Point localization data
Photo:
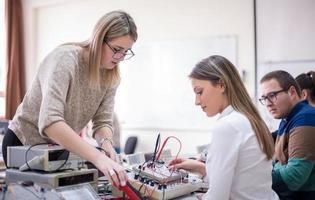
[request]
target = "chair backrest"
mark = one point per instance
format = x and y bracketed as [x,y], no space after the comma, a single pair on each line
[130,145]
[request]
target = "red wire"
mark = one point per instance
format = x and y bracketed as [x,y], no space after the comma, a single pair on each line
[164,143]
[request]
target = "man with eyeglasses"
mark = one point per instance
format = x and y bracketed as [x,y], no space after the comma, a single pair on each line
[293,174]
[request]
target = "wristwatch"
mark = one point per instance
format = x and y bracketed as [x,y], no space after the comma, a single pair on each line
[104,139]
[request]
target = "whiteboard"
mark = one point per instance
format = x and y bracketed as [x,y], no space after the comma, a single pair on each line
[155,90]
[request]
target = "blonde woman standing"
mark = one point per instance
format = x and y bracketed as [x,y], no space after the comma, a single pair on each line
[75,83]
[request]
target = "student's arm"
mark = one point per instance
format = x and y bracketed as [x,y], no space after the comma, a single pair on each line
[300,163]
[62,134]
[103,122]
[223,152]
[104,137]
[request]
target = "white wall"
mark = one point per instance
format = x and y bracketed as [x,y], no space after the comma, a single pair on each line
[52,22]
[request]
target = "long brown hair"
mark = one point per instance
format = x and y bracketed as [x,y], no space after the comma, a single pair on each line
[218,69]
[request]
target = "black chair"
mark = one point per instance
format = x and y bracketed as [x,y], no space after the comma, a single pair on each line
[130,145]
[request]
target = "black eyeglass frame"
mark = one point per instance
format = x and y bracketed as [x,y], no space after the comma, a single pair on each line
[123,55]
[263,99]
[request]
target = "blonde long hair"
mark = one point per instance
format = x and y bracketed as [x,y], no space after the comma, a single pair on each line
[112,25]
[218,69]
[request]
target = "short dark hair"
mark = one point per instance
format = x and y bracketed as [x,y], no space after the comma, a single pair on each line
[284,79]
[307,81]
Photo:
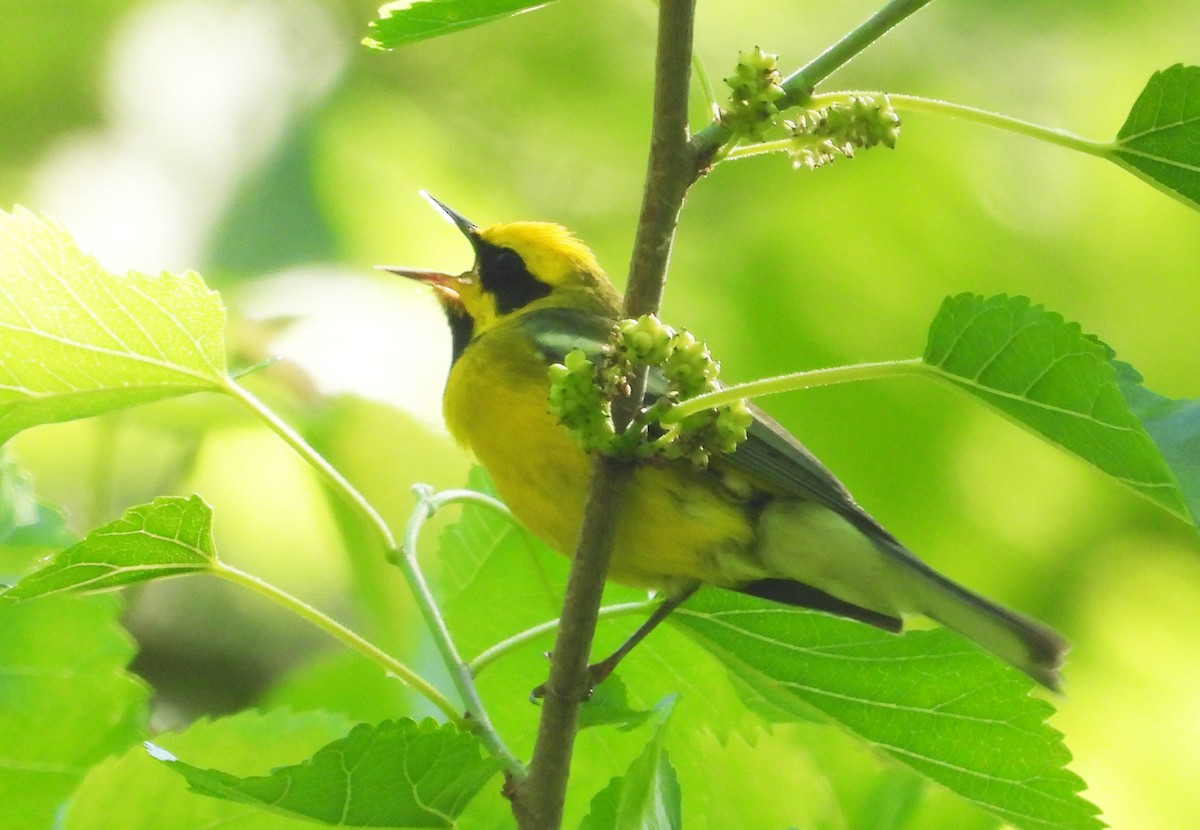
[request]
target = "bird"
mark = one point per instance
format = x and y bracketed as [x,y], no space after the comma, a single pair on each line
[767,519]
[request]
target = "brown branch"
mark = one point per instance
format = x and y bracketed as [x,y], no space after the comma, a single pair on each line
[538,800]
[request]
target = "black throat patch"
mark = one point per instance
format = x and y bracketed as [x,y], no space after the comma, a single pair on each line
[503,274]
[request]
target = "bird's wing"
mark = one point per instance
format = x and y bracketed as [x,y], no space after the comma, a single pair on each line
[774,456]
[769,455]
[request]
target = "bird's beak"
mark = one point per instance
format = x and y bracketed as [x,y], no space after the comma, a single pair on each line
[445,286]
[466,226]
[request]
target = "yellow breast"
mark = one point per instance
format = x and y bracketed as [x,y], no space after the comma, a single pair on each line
[677,524]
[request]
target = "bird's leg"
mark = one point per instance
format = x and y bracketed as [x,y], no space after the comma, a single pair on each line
[600,671]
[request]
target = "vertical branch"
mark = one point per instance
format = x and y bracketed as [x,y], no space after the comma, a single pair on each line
[538,800]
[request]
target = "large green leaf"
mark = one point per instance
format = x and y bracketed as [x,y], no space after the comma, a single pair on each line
[928,698]
[1161,139]
[1051,378]
[169,536]
[1175,427]
[77,340]
[646,798]
[135,792]
[396,774]
[406,22]
[66,701]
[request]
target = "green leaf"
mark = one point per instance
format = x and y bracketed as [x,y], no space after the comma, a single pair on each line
[396,774]
[406,22]
[1173,425]
[928,698]
[647,797]
[135,792]
[609,705]
[1053,379]
[79,341]
[1159,142]
[25,521]
[169,536]
[66,698]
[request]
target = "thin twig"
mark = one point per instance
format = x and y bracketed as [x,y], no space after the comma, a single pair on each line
[712,138]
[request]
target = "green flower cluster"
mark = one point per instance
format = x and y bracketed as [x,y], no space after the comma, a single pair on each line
[820,136]
[755,95]
[581,392]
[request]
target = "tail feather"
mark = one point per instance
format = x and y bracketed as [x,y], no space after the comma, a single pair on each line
[1031,647]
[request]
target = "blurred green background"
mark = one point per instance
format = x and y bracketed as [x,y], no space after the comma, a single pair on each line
[257,142]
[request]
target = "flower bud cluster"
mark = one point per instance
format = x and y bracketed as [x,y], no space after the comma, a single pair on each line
[581,392]
[820,136]
[755,94]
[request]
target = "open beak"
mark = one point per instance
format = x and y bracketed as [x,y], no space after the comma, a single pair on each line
[445,286]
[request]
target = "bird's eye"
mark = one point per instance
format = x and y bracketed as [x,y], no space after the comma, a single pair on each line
[508,264]
[503,272]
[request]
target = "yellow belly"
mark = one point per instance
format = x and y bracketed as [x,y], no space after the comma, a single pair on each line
[677,524]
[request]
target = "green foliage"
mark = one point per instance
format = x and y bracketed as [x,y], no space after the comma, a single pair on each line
[78,341]
[25,521]
[81,341]
[406,22]
[1173,425]
[646,798]
[396,774]
[927,698]
[171,536]
[1161,139]
[144,794]
[66,698]
[1051,378]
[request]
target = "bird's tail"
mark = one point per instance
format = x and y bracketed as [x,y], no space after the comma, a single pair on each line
[1031,647]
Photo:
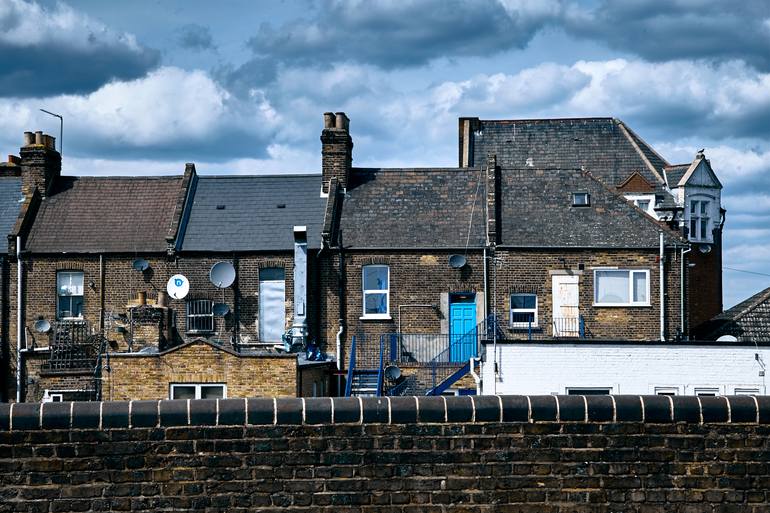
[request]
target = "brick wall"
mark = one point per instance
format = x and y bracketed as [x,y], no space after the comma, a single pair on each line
[122,283]
[512,454]
[530,271]
[416,278]
[134,376]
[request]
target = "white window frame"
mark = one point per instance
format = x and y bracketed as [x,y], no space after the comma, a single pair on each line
[577,390]
[513,310]
[699,219]
[198,315]
[631,273]
[575,195]
[198,387]
[365,292]
[82,296]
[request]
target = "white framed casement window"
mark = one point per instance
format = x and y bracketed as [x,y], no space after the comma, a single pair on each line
[69,294]
[621,287]
[200,316]
[197,391]
[376,291]
[523,310]
[699,220]
[581,199]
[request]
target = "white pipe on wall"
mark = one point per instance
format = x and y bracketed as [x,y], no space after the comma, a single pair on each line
[19,318]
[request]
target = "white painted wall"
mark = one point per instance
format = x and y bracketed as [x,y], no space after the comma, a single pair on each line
[532,368]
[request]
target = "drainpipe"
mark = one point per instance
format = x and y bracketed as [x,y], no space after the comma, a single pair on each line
[476,377]
[662,293]
[19,318]
[683,268]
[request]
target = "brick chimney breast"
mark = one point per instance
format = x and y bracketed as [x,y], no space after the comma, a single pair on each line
[40,163]
[336,150]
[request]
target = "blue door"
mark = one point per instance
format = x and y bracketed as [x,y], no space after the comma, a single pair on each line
[462,327]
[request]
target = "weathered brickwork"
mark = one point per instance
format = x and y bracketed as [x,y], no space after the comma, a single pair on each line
[121,285]
[531,271]
[134,376]
[458,454]
[420,282]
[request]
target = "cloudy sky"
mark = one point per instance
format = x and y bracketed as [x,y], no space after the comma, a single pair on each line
[239,87]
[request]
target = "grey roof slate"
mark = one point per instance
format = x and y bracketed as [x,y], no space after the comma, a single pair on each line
[599,144]
[106,214]
[748,321]
[251,219]
[10,204]
[409,208]
[675,173]
[537,211]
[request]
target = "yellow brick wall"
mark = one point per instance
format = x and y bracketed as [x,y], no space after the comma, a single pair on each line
[134,377]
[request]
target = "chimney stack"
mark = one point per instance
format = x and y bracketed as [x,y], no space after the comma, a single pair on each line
[336,150]
[40,163]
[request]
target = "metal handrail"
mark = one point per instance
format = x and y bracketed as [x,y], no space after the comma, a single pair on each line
[351,366]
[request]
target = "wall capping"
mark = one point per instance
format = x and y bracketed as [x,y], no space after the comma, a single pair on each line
[652,409]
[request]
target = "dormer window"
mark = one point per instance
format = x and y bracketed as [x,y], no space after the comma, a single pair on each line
[699,220]
[581,199]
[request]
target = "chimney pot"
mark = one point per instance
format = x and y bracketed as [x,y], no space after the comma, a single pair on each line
[342,121]
[328,120]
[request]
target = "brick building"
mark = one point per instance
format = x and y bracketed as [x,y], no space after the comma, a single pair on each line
[96,254]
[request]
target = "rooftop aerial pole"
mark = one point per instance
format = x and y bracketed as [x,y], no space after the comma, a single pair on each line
[61,129]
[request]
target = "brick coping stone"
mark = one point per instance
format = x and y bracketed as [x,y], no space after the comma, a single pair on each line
[385,410]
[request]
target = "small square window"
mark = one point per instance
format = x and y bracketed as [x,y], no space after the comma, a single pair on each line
[523,310]
[581,199]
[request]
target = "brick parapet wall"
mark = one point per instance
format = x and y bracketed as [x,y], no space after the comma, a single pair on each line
[473,454]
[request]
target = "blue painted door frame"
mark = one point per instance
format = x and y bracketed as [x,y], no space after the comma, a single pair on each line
[462,327]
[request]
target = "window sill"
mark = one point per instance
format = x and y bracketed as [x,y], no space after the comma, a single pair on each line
[385,317]
[622,305]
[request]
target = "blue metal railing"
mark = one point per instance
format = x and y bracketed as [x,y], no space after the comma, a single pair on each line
[351,366]
[569,327]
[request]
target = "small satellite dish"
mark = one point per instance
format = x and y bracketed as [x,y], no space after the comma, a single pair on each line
[42,326]
[392,373]
[220,309]
[140,264]
[457,261]
[222,274]
[178,286]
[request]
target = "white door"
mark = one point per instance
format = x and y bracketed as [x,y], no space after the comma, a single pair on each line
[566,313]
[272,304]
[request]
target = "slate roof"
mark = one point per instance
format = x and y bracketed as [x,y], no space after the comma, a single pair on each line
[105,214]
[675,173]
[605,146]
[537,211]
[251,219]
[748,321]
[10,194]
[410,208]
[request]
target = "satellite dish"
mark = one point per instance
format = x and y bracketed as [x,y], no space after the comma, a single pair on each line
[220,309]
[140,264]
[457,261]
[42,326]
[392,373]
[178,286]
[222,274]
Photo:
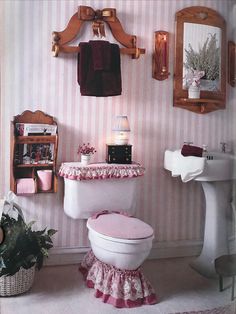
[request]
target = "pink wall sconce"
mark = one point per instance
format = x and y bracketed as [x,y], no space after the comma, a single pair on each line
[160,61]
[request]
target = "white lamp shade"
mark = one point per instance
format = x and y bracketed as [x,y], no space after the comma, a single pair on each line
[121,124]
[121,129]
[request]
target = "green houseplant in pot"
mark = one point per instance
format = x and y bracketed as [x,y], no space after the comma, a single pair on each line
[21,251]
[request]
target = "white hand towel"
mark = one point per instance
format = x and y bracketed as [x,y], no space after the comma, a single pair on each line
[187,167]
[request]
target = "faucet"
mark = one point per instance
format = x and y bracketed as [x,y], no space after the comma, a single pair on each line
[223,146]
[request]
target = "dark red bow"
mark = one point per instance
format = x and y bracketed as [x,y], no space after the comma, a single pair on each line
[86,13]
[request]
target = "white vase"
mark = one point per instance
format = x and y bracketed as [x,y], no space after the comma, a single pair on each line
[85,159]
[194,92]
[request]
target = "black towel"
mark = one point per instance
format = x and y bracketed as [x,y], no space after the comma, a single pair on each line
[99,69]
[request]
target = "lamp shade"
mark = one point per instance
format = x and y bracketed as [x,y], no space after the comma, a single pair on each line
[121,124]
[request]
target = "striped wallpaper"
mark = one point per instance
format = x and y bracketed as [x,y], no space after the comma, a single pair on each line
[32,79]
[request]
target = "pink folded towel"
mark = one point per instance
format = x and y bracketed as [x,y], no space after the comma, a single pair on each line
[189,150]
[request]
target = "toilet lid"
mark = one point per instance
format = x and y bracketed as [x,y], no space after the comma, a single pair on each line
[118,225]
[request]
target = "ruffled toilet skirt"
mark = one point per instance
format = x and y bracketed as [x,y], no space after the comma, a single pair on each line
[121,288]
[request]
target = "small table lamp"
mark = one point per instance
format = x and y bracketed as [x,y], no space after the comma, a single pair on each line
[121,129]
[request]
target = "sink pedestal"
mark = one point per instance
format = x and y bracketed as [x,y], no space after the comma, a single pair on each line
[218,201]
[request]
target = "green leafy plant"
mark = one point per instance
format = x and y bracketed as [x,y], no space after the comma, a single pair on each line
[22,247]
[207,59]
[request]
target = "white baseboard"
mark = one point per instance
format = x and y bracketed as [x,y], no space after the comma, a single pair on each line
[64,256]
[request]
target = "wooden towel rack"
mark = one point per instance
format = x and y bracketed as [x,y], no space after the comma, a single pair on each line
[98,17]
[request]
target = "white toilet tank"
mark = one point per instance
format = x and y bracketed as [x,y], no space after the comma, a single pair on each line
[82,198]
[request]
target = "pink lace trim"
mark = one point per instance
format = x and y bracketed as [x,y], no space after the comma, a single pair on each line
[75,171]
[121,288]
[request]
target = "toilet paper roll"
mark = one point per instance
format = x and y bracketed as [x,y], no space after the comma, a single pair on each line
[44,180]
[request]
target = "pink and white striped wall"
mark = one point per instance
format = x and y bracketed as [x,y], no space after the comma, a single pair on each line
[32,79]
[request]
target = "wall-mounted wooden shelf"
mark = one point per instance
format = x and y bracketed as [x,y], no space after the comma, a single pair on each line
[201,105]
[61,39]
[21,170]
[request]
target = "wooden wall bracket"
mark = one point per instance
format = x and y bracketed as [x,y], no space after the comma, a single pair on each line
[160,59]
[232,63]
[85,13]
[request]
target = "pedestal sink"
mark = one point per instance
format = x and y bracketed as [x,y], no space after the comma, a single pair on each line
[216,180]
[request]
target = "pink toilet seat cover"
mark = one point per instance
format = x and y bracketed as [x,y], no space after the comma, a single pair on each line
[118,225]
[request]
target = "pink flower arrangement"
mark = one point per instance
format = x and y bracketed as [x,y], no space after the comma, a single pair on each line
[193,77]
[86,149]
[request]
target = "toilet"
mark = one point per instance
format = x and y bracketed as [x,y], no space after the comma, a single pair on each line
[105,195]
[119,240]
[126,247]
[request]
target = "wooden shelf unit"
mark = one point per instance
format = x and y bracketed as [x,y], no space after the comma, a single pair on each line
[200,105]
[29,170]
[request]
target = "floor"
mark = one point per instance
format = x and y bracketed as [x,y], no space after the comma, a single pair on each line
[61,290]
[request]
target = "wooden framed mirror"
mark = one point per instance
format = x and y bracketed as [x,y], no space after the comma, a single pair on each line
[200,56]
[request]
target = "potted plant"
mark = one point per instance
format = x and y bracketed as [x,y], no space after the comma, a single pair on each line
[21,251]
[86,151]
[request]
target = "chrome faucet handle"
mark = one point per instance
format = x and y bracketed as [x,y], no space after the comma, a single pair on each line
[223,146]
[188,143]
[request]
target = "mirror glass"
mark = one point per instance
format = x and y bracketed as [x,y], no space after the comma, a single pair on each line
[200,60]
[202,52]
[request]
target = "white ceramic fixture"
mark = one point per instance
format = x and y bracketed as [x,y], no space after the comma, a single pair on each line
[84,198]
[216,180]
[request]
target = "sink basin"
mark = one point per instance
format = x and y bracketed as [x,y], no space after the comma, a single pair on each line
[218,167]
[215,172]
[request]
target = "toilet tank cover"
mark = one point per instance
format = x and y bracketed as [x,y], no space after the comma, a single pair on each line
[119,225]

▶ **WHAT YOU SHOULD DO**
Whenever a line in the records above contains the string "shelf", copy that line.

▶ **RESULT OF THIS TASK**
target = "wall-mounted wooden shelf"
target = "wooden shelf unit"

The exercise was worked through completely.